[begin INPUT DATA]

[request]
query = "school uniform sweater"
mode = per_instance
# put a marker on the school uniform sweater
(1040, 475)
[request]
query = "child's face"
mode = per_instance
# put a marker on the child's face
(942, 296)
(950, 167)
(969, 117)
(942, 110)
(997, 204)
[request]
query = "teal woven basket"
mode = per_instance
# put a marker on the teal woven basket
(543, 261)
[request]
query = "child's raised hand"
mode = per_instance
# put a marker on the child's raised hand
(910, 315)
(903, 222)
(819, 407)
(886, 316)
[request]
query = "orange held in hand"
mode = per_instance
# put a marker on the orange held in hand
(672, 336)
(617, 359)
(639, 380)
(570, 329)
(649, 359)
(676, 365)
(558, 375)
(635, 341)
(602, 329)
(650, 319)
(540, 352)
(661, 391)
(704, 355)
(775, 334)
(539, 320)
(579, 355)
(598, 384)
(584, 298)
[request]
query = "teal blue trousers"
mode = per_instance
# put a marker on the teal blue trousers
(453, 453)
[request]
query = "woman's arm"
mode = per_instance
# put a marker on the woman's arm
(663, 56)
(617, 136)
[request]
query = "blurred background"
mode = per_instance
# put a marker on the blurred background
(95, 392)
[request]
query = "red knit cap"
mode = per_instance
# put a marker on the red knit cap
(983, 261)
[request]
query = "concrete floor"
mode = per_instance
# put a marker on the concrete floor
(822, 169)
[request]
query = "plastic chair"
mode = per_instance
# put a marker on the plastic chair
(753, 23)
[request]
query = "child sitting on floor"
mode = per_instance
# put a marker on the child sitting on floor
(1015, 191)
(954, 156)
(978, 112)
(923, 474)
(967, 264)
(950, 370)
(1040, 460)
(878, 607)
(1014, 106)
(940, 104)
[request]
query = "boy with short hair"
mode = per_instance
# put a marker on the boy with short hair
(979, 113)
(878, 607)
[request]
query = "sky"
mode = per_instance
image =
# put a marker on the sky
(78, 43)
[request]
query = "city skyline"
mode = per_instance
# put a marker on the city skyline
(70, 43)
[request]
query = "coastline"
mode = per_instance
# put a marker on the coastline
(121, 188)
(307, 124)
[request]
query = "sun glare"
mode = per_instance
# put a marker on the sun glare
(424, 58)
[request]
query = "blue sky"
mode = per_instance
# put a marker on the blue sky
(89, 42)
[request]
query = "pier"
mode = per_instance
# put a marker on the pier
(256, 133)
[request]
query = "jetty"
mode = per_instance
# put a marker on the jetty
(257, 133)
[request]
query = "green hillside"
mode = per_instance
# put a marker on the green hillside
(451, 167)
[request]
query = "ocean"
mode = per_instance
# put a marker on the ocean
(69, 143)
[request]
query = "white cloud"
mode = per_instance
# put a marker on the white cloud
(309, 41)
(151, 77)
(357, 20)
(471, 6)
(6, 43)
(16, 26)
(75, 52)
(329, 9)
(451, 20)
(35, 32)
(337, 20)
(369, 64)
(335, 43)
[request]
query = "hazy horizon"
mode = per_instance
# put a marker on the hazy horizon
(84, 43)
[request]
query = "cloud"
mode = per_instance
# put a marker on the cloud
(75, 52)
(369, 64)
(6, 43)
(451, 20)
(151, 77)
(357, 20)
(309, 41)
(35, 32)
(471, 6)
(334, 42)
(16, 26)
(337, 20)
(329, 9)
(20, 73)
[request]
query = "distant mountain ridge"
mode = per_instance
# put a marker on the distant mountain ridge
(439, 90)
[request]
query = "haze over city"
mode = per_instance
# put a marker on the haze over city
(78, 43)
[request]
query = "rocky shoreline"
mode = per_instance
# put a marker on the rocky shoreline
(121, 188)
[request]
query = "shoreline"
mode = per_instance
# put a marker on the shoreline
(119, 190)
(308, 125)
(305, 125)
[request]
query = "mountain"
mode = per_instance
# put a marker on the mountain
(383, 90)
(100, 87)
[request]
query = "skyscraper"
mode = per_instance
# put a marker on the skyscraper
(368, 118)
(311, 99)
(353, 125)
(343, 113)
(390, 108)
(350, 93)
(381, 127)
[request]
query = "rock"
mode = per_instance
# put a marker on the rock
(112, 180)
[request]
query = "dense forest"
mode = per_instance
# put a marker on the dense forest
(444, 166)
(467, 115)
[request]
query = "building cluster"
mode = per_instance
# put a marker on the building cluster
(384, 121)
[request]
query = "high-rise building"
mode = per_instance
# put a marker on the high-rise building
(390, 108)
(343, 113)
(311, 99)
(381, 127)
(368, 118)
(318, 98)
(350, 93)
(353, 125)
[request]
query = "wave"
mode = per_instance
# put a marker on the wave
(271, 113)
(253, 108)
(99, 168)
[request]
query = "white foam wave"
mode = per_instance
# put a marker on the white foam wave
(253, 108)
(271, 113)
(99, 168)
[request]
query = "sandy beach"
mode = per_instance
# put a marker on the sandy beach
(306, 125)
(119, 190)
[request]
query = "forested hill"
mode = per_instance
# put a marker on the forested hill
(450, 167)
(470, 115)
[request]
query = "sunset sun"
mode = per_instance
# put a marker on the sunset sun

[end INPUT DATA]

§ WHAT IS BEING ASKED: Return the entries above exactly as they appear.

§ RESPONSE:
[request]
query = "school uniform sweater"
mode = per_instance
# put a marker on the school uniform sweater
(1040, 475)
[request]
query = "child's face"
mode = per_instance
# put a marker on the child's face
(942, 296)
(950, 167)
(969, 117)
(942, 110)
(997, 204)
[request]
query = "teal woven basket"
mode = per_instance
# put a marker on the teal woven basket
(543, 261)
[request]
query = "child's raised hand"
mode = per_instance
# put a marker on the child's raised hand
(910, 315)
(903, 222)
(819, 407)
(886, 316)
[request]
query = "orange held in hand"
mode = per_instance
# put a marker on the orange held in hand
(672, 336)
(617, 359)
(639, 380)
(570, 329)
(649, 359)
(676, 365)
(558, 375)
(635, 341)
(602, 329)
(650, 319)
(540, 352)
(661, 391)
(704, 355)
(775, 334)
(539, 320)
(579, 355)
(598, 384)
(584, 298)
[request]
query = "teal blue trousers"
mode = per_instance
# put a marker on the teal blue trousers
(453, 453)
[request]
query = "woman's arm"
mode = per_instance
# put a marker on the woman's arm
(663, 56)
(617, 136)
[request]
query = "blurred background"
mode = per_instance
# put a marker on the blurred background
(95, 392)
[request]
query = "red knit cap"
mode = per_instance
# put a marker on the red knit cap
(983, 261)
[request]
query = "concrete floor"
mode = per_instance
# put a marker on the concrete floor
(822, 169)
[request]
query = "plastic chair"
mode = per_instance
# put a marker on the plastic chair
(753, 23)
[request]
query = "child sitting on floor"
mode = per_instance
# put a marker on the child sitting on floor
(1015, 191)
(954, 156)
(978, 112)
(923, 474)
(967, 264)
(950, 370)
(1040, 460)
(878, 607)
(1014, 106)
(940, 104)
[request]
query = "boy with short hair"
mode = per_instance
# put a marker on the boy with short hair
(979, 113)
(878, 607)
[request]
query = "sky"
mode = per_instance
image =
# put a marker on the sky
(78, 43)
[request]
query = "city skyline"
mode = per_instance
# put a marker on the city skyline
(70, 43)
[request]
query = "coastline"
mode = per_instance
# put a marker on the coastline
(121, 188)
(307, 124)
[request]
query = "sun glare"
mode = per_instance
# put a marker on the sun glare
(424, 58)
[request]
query = "blue sky"
mode = per_instance
# put a marker on the blue sky
(89, 42)
[request]
query = "pier"
mode = per_instance
# put a marker on the pier
(256, 133)
[request]
query = "jetty"
mode = per_instance
# put a marker on the jetty
(257, 133)
[request]
query = "green hillside"
mode = per_instance
# put a marker on the green hillside
(451, 167)
[request]
query = "ocean"
mode = per_instance
# put a marker on the ocean
(69, 143)
[request]
query = "white cloud"
mode = per_instance
# put a marker on the white cloud
(309, 41)
(151, 77)
(357, 20)
(471, 6)
(6, 43)
(16, 26)
(75, 52)
(329, 9)
(451, 20)
(35, 32)
(337, 20)
(369, 64)
(335, 43)
[request]
query = "hazy horizon"
mode = per_instance
# put a marker on the hazy horizon
(84, 43)
[request]
query = "cloud"
mode = per_instance
# put a marker on the cloud
(75, 52)
(369, 64)
(6, 43)
(451, 20)
(151, 77)
(357, 20)
(309, 41)
(35, 32)
(471, 6)
(334, 42)
(16, 26)
(337, 20)
(329, 9)
(20, 73)
[request]
query = "distant mountain ridge"
mode = per_instance
# put a marker on the distant mountain ridge
(439, 90)
[request]
query = "haze over city"
mode = per_instance
# put a marker on the haze over city
(78, 43)
[request]
query = "rocky shoreline"
mode = per_instance
# put a marker on the rocky shoreline
(121, 188)
[request]
query = "shoreline"
mode = per_instance
# put a marker on the shoreline
(119, 190)
(308, 125)
(305, 125)
[request]
query = "mountain"
mode = per_instance
# put a marker on the mountain
(383, 90)
(100, 87)
[request]
query = "skyscraper"
mode = per_instance
# put a marker on the skyscraper
(368, 118)
(311, 99)
(353, 125)
(343, 113)
(390, 108)
(350, 93)
(381, 127)
[request]
query = "rock"
mode = per_instance
# put a marker on the rock
(112, 180)
[request]
query = "dense forest"
mode = per_instance
# put a marker on the dense forest
(444, 166)
(467, 115)
[request]
query = "building cluster"
mode = per_instance
# put a marker on the building cluster
(384, 121)
[request]
query = "high-rise building"
mode = per_instance
# put a marker on the high-rise building
(390, 108)
(343, 113)
(311, 99)
(381, 127)
(368, 118)
(318, 98)
(350, 93)
(353, 125)
[request]
query = "wave"
mode = per_instance
# put a marker on the wave
(271, 113)
(253, 108)
(99, 168)
[request]
query = "white foam wave"
mode = per_instance
# put a marker on the white foam wave
(253, 108)
(271, 113)
(99, 168)
[request]
query = "sandy beach"
mode = per_instance
# put a marker on the sandy beach
(306, 125)
(119, 190)
[request]
query = "forested hill"
mode = per_instance
# put a marker on the forested hill
(450, 167)
(470, 115)
[request]
query = "sunset sun"
mode = per_instance
# put a marker on the sunset sun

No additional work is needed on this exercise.